- [WHAT TO PRODUCE] Copy out the part of the article on the detention of four Indonesian Christians that opens with the words containing "Two months ago, the" and closes with "fraught with risk.".

Immigration Authorities Detain 4 Indonesians Who Had Been Protected Under Obama

In this Tuesday, Feb. 7, 2017, photo released by U.S. Immigration and Customs Enforcement, foreign nationals are arrested during a targeted ICE operation.

In a dramatic shift, Immigration and Customs Enforcement agents on Monday detained four men — Indonesian Christians who have lived in New Jersey for more than 20 years — who were previously protected from deportation by the Obama administration.

The men are all employed taxpayers, and one has an American-born child, according to their pastor, Seth Kaper-Dale of the Reformed Church of Highland Park. They are part of a community of about 80 Indonesian Christians in New Jersey who could now all be under threat of deportation to Indonesia, a Muslim country that they fled due to religious persecution. 

Two months ago, the men showed up to an annual meeting with ICE in Newark, known as a "check-in." These meetings, as WNYC reported earlier this year, used to be routine and bureaucratic — but in the era of President Trump, they are fraught with risk. 

At that meeting, the men were told to return with their passports. They showed up Monday with a lawyer in tow, Kaper-Dale said. After an ICE agent initially indicated they'd be released and allowed to check back in at a later date, as had happened year after year, they were arrested and taken to a for-profit immigration detention facility in Elizabeth, NJ.

"Four wonderful people from our community — two of whom we prayed for yesterday when we sent them out from church — are now in detention," Kaper-Dale said.

A spokesman for ICE, Lou Martinez, confirmed that the men are in ICE custody pending a hearing with a federal judge. But he would not provide details about why they were arrested. The arrests are consistent with stepped-up immigration enforcement since Trump gave ICE broader discretion in deportations, as evidenced by recent arrests in New Jersey courthouses.

- [RECORD LIST]
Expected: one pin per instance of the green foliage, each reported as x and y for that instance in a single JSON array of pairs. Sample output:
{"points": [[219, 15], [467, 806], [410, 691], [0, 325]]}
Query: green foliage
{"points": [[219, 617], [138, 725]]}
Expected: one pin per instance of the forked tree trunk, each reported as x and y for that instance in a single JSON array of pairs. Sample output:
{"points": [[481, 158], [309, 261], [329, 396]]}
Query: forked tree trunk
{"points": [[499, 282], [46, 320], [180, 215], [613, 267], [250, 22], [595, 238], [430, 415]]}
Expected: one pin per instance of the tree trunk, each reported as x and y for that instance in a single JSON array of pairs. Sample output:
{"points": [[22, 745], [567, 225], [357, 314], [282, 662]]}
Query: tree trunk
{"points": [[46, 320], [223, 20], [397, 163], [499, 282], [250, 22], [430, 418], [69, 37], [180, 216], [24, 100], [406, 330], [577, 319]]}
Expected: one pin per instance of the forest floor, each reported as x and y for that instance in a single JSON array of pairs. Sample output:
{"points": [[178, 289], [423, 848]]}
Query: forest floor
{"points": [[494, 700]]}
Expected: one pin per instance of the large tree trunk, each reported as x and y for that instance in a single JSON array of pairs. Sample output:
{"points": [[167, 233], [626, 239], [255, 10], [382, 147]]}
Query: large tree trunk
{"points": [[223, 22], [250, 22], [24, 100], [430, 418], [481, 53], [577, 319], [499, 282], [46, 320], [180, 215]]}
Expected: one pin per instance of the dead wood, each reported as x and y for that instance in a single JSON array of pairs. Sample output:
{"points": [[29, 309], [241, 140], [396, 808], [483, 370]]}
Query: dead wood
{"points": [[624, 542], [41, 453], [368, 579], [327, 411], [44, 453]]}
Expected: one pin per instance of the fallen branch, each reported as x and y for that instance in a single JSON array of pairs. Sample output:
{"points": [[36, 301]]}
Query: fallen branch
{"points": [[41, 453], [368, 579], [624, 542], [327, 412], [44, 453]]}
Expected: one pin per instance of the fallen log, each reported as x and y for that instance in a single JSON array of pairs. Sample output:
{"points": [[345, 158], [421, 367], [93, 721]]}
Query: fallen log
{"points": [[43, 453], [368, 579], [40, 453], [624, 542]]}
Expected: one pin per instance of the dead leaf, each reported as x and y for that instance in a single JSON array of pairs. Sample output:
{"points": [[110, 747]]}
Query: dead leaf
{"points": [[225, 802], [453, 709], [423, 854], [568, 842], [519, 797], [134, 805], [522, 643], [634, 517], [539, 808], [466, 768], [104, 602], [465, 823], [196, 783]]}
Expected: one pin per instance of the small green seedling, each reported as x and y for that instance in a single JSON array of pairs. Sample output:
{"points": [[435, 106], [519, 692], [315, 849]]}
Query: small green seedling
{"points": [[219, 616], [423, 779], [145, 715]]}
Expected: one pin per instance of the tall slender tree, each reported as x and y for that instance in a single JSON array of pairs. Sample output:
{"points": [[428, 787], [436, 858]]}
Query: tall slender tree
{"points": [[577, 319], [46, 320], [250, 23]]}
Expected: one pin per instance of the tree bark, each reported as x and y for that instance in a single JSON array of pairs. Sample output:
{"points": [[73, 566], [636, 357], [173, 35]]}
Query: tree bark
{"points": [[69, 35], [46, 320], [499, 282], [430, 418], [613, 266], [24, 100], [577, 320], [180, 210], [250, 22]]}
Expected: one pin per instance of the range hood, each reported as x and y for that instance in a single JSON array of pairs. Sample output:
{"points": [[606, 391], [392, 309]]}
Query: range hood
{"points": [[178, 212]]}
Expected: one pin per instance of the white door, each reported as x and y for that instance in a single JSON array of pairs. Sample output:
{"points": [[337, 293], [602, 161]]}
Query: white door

- [TASK RESPONSE]
Two months ago, the men showed up to an annual meeting with ICE in Newark, known as a "check-in." These meetings, as WNYC reported earlier this year, used to be routine and bureaucratic — but in the era of President Trump, they are fraught with risk.